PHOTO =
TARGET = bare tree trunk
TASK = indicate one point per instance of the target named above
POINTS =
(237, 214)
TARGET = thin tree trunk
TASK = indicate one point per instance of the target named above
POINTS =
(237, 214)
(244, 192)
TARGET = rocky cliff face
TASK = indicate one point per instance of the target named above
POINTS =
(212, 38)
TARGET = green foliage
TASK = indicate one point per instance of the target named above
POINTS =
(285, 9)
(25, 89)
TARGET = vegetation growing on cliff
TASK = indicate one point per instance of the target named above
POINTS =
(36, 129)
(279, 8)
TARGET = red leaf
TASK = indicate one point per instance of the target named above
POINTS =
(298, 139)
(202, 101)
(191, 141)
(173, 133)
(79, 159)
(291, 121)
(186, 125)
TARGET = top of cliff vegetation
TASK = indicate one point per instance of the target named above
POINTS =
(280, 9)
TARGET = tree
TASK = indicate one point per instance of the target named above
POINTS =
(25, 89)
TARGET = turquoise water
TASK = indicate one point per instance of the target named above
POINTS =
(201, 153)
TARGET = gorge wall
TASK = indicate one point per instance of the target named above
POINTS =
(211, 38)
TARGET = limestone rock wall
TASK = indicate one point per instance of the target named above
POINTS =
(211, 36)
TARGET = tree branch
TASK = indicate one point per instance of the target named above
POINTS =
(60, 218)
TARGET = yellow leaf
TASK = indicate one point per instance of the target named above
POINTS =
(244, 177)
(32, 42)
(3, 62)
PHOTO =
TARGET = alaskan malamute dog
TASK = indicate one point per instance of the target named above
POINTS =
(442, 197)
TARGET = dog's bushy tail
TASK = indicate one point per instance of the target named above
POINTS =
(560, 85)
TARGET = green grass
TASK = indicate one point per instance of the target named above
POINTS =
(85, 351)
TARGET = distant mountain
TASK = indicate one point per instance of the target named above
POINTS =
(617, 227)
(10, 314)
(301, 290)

Exercise prompt ▸
Begin at the line containing "TARGET = thin tree trunk" and reproduce each line through the end of the records above.

Solution for this problem ▸
TARGET = thin tree trunk
TASK = indicate one point per instance of the target named above
POINTS =
(237, 214)
(244, 192)
TARGET = rocky cliff face
TASK = indicate one point per instance of the target named above
POINTS =
(212, 38)
TARGET = green foliage
TASK = indicate one point per instance of the target named above
POINTS =
(285, 9)
(25, 89)
TARGET = vegetation growing on cliff
TASK = indicate one point per instance of the target named above
POINTS =
(36, 129)
(279, 8)
TARGET = red leaf
TASK = indicate one point per instance of the target named above
POINTS =
(298, 139)
(202, 101)
(191, 141)
(173, 133)
(79, 159)
(291, 121)
(186, 125)
TARGET = top of cliff vegetation
TASK = indicate one point per instance of the target named above
POINTS =
(280, 9)
TARGET = tree
TASK = indicate one point per instance of the target named above
POINTS =
(25, 89)
TARGET = turquoise water
TASK = indicate one point per instance of the target named above
POINTS =
(201, 153)
TARGET = gorge wall
TASK = indicate one point per instance of the target named above
POINTS =
(211, 38)
TARGET = limestone rock wall
TASK = indicate one point per instance of the target named above
POINTS =
(211, 36)
TARGET = tree branch
TASK = indicate one point per instance of the target named above
POINTS =
(60, 218)
TARGET = yellow leaf
TASK = indicate one point per instance of the target named above
POINTS =
(244, 177)
(32, 42)
(3, 62)
PHOTO =
TARGET = alaskan malamute dog
TASK = indicate one point per instance of the target named above
POINTS =
(442, 197)
TARGET = dog's bushy tail
TASK = indicate one point per instance of the target named above
POINTS =
(560, 85)
TARGET = green grass
TASK = indicate one point per instance of the target named above
POINTS =
(85, 351)
TARGET = distant mountain
TASK = indicate one point per instance of the target named above
POINTS =
(617, 227)
(10, 314)
(301, 290)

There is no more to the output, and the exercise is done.